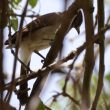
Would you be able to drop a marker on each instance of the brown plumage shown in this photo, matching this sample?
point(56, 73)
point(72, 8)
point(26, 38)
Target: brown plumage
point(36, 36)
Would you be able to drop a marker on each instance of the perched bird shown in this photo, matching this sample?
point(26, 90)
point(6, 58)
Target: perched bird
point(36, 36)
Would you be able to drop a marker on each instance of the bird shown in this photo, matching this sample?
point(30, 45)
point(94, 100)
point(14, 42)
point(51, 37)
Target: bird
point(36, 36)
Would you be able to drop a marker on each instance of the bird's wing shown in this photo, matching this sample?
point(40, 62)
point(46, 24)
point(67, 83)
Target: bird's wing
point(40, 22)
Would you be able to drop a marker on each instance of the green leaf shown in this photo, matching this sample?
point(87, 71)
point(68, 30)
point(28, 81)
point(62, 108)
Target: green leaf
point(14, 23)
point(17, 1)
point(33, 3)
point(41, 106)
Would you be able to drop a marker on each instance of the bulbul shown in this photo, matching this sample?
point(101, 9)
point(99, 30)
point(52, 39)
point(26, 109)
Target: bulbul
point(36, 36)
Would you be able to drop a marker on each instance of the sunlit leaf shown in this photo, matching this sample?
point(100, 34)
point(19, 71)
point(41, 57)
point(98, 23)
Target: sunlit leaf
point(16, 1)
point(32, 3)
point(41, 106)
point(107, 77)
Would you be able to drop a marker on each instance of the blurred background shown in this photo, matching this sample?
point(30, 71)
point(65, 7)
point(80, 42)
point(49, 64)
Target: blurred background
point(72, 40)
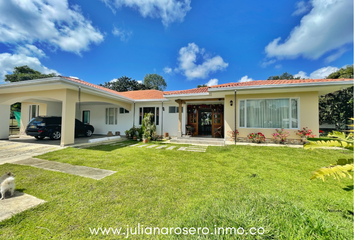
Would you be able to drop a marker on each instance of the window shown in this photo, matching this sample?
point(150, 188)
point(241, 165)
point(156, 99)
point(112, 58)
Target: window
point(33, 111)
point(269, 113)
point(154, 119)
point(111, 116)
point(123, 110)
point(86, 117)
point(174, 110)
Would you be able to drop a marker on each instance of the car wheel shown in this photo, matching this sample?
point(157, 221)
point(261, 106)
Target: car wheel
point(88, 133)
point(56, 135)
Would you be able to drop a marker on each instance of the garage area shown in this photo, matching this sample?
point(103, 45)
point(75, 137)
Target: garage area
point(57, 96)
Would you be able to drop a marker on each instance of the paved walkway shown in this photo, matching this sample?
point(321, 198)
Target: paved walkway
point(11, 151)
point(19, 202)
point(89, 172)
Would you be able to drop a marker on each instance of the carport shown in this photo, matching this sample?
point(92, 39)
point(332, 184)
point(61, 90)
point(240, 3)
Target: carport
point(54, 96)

==================================================

Reproduce the lines above, beginning at the line with "Target: brown plumage" and stopping after the line with "of the sunlit", exactly as they are.

Target: brown plumage
point(36, 36)
Would you be able to drop a marker on each instance of the perched bird shown in this photo, matching this sample?
point(26, 90)
point(6, 58)
Target: perched bird
point(36, 36)
Would you be able to drop a marker on each instance of the bird shown in this photo, matching this sample?
point(30, 45)
point(94, 100)
point(14, 42)
point(51, 37)
Target: bird
point(36, 36)
Would you be able to drop a marker on each instance of the bird's wing shown in this photo, matching this sample?
point(40, 62)
point(46, 24)
point(67, 83)
Target: bird's wing
point(40, 22)
Would you be able to drop a marker on each instance of the green leaf shown in this photo, matching this sample?
point(87, 71)
point(68, 30)
point(28, 81)
point(62, 108)
Target: green leaf
point(14, 23)
point(17, 1)
point(33, 3)
point(41, 106)
Would you be able to drop a marker on each instance of the bulbul shown in this photo, matching this sample?
point(101, 9)
point(99, 30)
point(52, 39)
point(26, 109)
Target: bulbul
point(36, 36)
Would you be able to drop a marker on each instance of the sunlit leaf shown in this photo, matching this sample?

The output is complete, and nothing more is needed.